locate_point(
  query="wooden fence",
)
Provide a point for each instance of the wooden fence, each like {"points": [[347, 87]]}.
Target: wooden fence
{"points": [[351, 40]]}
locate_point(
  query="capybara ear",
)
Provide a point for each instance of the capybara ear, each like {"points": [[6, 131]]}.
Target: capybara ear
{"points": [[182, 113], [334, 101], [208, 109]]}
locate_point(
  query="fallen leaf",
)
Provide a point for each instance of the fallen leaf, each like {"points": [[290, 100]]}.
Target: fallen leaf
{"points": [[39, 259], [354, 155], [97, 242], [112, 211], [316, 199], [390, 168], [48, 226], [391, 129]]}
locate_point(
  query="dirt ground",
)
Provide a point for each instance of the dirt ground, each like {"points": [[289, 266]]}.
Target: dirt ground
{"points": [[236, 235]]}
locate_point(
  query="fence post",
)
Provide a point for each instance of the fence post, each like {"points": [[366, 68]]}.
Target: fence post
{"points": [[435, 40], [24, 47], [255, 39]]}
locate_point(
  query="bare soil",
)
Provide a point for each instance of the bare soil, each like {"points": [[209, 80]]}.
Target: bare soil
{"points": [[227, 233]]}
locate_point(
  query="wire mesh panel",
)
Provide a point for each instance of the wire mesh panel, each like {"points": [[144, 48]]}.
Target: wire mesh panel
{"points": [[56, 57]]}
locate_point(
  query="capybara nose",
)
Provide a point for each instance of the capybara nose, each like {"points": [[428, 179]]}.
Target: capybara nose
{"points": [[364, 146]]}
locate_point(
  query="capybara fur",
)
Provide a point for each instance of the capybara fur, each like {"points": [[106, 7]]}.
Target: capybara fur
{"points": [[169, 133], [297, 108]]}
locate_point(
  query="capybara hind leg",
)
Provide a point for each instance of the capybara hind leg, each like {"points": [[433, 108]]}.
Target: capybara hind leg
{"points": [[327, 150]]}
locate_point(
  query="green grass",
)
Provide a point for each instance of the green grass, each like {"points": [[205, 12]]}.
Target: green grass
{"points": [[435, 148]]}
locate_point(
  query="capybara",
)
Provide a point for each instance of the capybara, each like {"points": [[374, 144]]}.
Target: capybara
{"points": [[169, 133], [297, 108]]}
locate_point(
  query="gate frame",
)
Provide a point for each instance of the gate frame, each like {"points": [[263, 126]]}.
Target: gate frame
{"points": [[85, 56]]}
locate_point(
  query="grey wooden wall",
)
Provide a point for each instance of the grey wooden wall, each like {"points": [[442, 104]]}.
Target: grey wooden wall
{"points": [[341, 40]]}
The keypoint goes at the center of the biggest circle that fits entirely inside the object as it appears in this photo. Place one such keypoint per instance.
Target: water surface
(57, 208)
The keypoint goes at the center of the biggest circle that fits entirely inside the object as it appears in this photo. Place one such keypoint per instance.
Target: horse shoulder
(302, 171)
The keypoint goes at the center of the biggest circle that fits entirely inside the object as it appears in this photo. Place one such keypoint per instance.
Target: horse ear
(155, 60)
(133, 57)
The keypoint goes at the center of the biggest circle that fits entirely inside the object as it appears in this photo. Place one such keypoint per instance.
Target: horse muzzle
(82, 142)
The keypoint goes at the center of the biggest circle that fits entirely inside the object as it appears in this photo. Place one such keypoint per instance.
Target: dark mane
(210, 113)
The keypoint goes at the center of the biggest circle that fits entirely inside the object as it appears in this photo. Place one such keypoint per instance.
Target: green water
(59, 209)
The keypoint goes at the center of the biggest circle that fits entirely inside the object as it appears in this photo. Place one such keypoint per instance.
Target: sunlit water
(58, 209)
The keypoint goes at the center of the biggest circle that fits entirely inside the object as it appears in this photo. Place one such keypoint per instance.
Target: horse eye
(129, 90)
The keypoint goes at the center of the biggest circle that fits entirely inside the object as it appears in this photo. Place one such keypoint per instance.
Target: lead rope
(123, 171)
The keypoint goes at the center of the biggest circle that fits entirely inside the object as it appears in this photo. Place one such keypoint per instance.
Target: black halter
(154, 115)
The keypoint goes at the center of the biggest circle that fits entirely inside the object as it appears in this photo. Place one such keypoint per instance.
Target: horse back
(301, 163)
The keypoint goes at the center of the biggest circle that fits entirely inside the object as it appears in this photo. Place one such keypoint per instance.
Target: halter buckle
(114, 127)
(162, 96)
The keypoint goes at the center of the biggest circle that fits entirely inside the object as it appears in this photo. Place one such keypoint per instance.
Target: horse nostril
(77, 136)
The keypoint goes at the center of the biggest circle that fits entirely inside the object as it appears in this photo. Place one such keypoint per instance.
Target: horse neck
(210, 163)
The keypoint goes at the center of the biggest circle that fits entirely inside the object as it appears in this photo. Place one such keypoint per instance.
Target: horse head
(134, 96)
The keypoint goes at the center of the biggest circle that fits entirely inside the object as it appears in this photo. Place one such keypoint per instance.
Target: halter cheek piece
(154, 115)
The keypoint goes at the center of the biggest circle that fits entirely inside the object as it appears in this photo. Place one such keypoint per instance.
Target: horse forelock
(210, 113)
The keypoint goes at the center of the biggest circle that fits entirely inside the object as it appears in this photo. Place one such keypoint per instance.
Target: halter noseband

========================================

■ **PROBLEM TO SOLVE**:
Collect every line in the entries above that contains the word "frame".

■ **SOLUTION**:
  query="gate frame",
Provide a point for each instance of the gate frame, each like {"points": [[263, 126]]}.
Target: gate frame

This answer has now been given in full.